### Task prompt
Reproduce the rows below word for word, beginning with the line that contains "Locate the red rugby jersey" and continuing through the last row. Leave the pictures out of your copy.

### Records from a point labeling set
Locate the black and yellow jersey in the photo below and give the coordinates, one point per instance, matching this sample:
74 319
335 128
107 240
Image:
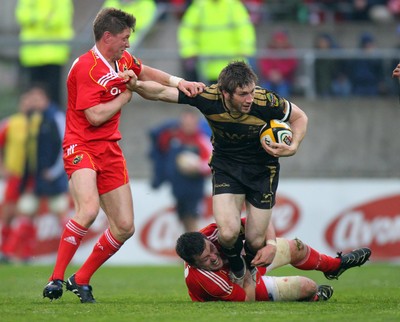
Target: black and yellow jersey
235 136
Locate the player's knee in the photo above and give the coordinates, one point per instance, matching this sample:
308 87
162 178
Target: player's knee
256 243
125 230
228 235
298 250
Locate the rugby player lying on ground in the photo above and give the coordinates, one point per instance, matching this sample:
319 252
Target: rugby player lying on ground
207 272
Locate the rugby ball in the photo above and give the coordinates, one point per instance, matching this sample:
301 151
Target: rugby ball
276 131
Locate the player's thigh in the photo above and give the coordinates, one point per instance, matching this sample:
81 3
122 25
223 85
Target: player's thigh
227 209
83 190
118 207
257 221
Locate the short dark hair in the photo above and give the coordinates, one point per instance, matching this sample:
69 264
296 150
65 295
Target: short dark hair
236 74
113 20
190 244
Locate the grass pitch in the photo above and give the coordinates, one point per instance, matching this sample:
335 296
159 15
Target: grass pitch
158 293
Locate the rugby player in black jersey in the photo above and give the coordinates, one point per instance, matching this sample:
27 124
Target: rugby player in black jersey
245 172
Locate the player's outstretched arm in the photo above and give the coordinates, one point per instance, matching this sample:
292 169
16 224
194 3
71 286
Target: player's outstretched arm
154 91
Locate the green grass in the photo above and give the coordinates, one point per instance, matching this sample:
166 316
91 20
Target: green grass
370 293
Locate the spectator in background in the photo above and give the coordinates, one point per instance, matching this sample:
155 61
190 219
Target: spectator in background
256 11
396 71
13 135
211 34
330 76
367 71
50 24
44 178
278 67
146 8
180 154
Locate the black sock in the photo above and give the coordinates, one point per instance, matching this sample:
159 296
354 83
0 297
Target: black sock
234 257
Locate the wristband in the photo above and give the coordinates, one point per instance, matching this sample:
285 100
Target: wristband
174 81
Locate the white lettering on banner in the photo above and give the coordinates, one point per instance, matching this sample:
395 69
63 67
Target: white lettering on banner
326 214
354 230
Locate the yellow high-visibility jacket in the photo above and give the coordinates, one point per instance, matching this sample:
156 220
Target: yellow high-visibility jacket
216 28
45 20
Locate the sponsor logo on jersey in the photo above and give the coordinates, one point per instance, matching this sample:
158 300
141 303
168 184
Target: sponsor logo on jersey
77 159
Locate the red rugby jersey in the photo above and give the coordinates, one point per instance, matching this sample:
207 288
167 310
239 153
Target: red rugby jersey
204 286
91 81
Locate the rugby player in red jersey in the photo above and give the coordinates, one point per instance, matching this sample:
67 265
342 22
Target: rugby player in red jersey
208 276
93 159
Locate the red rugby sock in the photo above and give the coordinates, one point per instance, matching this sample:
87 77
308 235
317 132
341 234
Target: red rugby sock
106 246
70 240
317 261
5 235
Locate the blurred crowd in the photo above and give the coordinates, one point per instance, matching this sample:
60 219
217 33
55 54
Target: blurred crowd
210 34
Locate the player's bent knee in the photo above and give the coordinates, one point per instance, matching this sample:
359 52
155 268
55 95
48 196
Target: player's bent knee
294 288
228 236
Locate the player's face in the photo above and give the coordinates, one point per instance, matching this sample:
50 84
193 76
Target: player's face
210 259
241 99
118 43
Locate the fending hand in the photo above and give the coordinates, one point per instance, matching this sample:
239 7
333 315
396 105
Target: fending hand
191 89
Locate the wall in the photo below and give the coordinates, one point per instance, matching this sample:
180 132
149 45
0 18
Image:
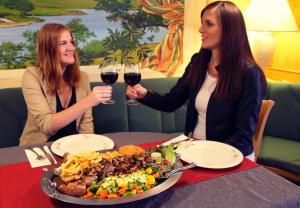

### Final answer
Locate the red rugby jersey in the photo above and give the coordinates, one point per instance, matching this sample:
207 288
167 310
239 153
Target: red rugby jersey
204 286
91 81
Locate the rugby player in red jersey in the photo above and give the coordinates, one point per instance, matching this sample:
67 265
342 22
Target: rugby player in red jersey
208 276
93 159
Locate the red rugby sock in the photo above and give the coordinates, one point per instance, matching this sample:
87 77
308 235
317 132
341 234
Target: red rugby sock
106 246
70 240
317 261
5 235
Locate the blurred crowd in the photo above and give the coordinates, one point per instance, matching this sample:
60 219
217 33
55 54
Target: blurred crowd
210 34
Locate the player's bent knee in the photo above and give the coordinates, one point per instance, matching this sample:
359 52
155 268
55 95
48 196
Target: player's bent knee
294 288
228 236
Locate the player's face in the photo above and give the coordinates, one point per instance, matching this sample:
50 84
193 76
Target: player's face
210 259
241 99
118 43
Locate the fending hand in the photo above and give the coordinates, one point per instance, matching this sample:
239 7
333 315
396 105
Target: fending hand
191 89
Locate the wall in the photo below and give the coordinates, one point per instance, matching this sample:
180 132
149 45
0 18
Image:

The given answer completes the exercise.